> _Problem to work on_:
Update the following lines so that every "innermost point" becomes "central point", leaving everything else as it is.

--- begin ---

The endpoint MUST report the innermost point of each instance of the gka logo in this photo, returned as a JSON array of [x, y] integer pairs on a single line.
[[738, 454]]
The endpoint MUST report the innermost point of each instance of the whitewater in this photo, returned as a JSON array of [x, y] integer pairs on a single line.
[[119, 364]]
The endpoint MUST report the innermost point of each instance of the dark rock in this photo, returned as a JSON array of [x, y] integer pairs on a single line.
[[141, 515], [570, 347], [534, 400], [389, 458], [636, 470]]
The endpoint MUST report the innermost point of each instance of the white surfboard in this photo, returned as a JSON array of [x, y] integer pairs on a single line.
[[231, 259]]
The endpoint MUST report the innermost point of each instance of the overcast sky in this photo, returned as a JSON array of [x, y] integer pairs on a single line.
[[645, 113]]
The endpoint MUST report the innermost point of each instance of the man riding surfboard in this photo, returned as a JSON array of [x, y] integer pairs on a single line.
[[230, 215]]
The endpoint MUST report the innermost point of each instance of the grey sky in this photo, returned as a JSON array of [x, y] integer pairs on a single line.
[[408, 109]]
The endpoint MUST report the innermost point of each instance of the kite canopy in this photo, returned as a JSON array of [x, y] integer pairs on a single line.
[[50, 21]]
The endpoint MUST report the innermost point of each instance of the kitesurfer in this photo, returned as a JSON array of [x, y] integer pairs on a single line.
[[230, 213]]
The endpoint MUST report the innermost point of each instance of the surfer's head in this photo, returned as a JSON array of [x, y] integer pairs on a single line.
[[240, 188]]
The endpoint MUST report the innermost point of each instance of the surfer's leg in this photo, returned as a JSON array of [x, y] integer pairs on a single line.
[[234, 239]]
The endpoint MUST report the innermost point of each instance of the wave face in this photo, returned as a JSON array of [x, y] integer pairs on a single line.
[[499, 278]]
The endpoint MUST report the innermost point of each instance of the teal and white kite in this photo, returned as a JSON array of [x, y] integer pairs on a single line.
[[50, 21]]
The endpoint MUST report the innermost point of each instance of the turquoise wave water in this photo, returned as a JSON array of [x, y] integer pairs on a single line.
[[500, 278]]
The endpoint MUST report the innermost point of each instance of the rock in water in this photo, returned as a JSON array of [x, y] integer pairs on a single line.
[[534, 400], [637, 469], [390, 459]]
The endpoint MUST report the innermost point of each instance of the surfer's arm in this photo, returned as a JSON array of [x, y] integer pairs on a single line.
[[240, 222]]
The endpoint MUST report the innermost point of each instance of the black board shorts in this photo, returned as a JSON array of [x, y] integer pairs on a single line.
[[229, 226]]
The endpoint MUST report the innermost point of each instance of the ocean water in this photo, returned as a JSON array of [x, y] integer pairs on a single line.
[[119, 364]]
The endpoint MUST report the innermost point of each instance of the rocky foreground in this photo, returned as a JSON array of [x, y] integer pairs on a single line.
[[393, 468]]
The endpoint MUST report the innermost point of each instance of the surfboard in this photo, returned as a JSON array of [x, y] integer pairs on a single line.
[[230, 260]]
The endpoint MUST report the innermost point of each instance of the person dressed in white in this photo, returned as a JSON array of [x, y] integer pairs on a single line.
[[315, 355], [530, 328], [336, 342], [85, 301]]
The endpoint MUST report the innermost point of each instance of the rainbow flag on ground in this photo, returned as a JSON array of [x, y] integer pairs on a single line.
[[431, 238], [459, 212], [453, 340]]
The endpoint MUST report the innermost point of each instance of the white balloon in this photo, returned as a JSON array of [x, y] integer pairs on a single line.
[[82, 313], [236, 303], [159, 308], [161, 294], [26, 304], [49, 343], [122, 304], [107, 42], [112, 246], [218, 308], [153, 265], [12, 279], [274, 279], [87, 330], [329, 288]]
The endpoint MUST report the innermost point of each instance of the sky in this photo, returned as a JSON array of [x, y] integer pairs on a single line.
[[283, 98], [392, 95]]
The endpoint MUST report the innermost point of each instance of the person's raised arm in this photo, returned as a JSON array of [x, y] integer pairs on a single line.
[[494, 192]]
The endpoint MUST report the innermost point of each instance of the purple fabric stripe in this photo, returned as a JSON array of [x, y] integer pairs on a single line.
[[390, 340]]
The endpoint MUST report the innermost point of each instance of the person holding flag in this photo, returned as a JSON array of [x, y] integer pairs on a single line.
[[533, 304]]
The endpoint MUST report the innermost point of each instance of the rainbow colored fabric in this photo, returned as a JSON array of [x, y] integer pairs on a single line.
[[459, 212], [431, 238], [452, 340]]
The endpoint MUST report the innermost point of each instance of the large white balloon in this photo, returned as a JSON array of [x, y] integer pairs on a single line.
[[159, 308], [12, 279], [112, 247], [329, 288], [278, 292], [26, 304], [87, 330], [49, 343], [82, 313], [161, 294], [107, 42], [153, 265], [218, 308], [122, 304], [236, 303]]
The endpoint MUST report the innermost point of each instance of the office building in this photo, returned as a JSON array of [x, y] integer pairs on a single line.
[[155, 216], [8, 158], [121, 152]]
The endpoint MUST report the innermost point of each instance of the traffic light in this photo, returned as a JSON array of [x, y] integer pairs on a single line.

--- end ---

> _Task response_:
The endpoint MUST report the central point of each instance of the gka logo in this photo, returned as a JSON array of [x, y] integer pairs on a single line.
[[738, 454]]
The endpoint MUST report the central point of each instance of the whitewater in this photo, returned as a JSON array of [x, y] integer pairs on a single line.
[[119, 364]]
The endpoint MUST report the central point of each instance of the dark rock in this photo, returned as a JSON array of [x, y] integer pairs on a single line.
[[141, 515], [570, 347], [534, 400], [389, 458], [636, 470]]
The endpoint MUST report the central point of each instance of the white surfboard in this photo, returned as a JSON array of [x, y] integer pairs on a single line.
[[231, 259]]
The endpoint MUST report the central point of each instance of the overcast sky in this photo, returned as a JSON array of [x, y] integer pairs on a single line.
[[645, 113]]
The endpoint MUST report the central point of each instance of the man riding surfboard in this photo, returned as a JSON array of [x, y] integer pairs on a single line.
[[230, 215]]
The endpoint MUST report the central point of each instance of the grey sky in this photo, returned as a JSON array of [x, y] integer pairs on a single line.
[[408, 109]]
The endpoint MUST report the central point of each instance of the kite canopy in this photo, returned as a JSON array of [x, y] integer pairs on a single line.
[[50, 21]]
The endpoint MUST report the central point of each instance of the kitesurfer in this photo, returned as a JSON array of [x, y] integer pairs on a single line.
[[230, 213]]
The endpoint MUST report the central point of each instance of the surfer's head in this photo, returned as a JSON array of [x, y] integer pairs on a single line.
[[240, 188]]
The endpoint MUST report the central point of each instance of the surfer's leg in this photo, returned as a JSON array of [x, y] integer pairs on a single line.
[[234, 239]]
The endpoint MUST report the central point of each instance of the wave face in this photo, returned as a JSON array of [x, y] integer pairs on a single line.
[[499, 278]]
The endpoint MUST report the central point of each instance of the teal and white kite in this photo, returned as a JSON array of [x, y] integer pairs on a single line.
[[50, 21]]
The endpoint MUST report the central point of each instance of the turquoise wave water in this photo, returned as a JSON array of [x, y] integer pairs on a single line.
[[500, 278]]
The endpoint MUST report the central point of each instance of the rock in water in this photo, returned as a JSON array of [x, y] integer pairs on a single line.
[[534, 400], [637, 469], [390, 459]]
The endpoint MUST report the central point of each instance of the surfer's arm in this photo, returned as a JSON array of [x, y] integer pairs on a single line.
[[240, 222]]
The endpoint MUST report the central point of each instance of the black board shorts in this photo, returned as a JSON array of [x, y] integer pairs on a single line.
[[229, 226]]
The endpoint MUST report the central point of each instance of the ocean water in this photo, returned as a JSON array of [x, y] integer pairs on a single line.
[[119, 364]]
The endpoint MUST report the central point of each instance of the rocky foreground in this photo, returned as a JSON array of [x, y] integer pairs on a single line.
[[393, 468]]
The endpoint MUST report the central point of each instance of the surfboard in this photo, returned as a JSON array of [x, y] integer pairs on a single line.
[[230, 260]]
The endpoint MUST report the central point of each instance of the person dressed in white in this photo, returned as a JSON array of [x, y] integer pairs on a single line.
[[315, 355], [530, 328], [336, 342], [85, 301]]
The endpoint MUST report the central point of each instance of the rainbow flag on ground in this photo, returned as a JSON array of [x, y] integer pairs on a single line.
[[431, 238], [459, 212], [453, 340]]
The endpoint MUST report the central point of each instance of the white balloon in this photo, returned as a JSON array of [x, y] integer pairs on a single line.
[[82, 313], [236, 303], [159, 308], [161, 294], [26, 304], [49, 343], [122, 304], [107, 42], [112, 246], [218, 308], [153, 265], [12, 279], [274, 279], [87, 330], [329, 288]]
The endpoint MUST report the central point of each instance of the sky in this photo, returned as a JSON array of [x, y] integer pairs on a single line.
[[283, 98], [392, 95]]
The endpoint MUST report the central point of each instance of the person's raised arm in this photo, returned as a JSON array of [x, y] integer pairs on a single line.
[[494, 192]]
The endpoint MUST report the central point of each instance of the purple fabric stripe in this photo, returned as a JSON array of [x, y] integer pairs on a single line.
[[390, 340]]
The endpoint MUST report the central point of each instance of the person holding flag in this photo, returned as a JSON array of [x, y] integer pairs on a single line.
[[533, 304]]
The endpoint MUST report the central point of each instance of the rainbow colored fabric in this photo, returned as a JSON array of [x, y] integer pairs on a single line.
[[459, 212], [431, 238], [452, 340]]
The endpoint MUST report the central point of each instance of the large white balloon in this photo, returned as a JSON array of [x, y] integer pairs on a single line.
[[159, 308], [12, 279], [112, 247], [329, 288], [278, 292], [26, 304], [87, 330], [49, 343], [82, 313], [161, 294], [107, 42], [153, 265], [218, 308], [122, 304], [236, 303]]
The endpoint MUST report the central point of each instance of the office building in this photo, returned as a JSON array of [x, y] integer pairs on a single line.
[[155, 216], [8, 158], [121, 152]]
The endpoint MUST report the central point of each instance of the traffic light in this photo, returned as a JSON array of [x, y] integer pairs on a single line.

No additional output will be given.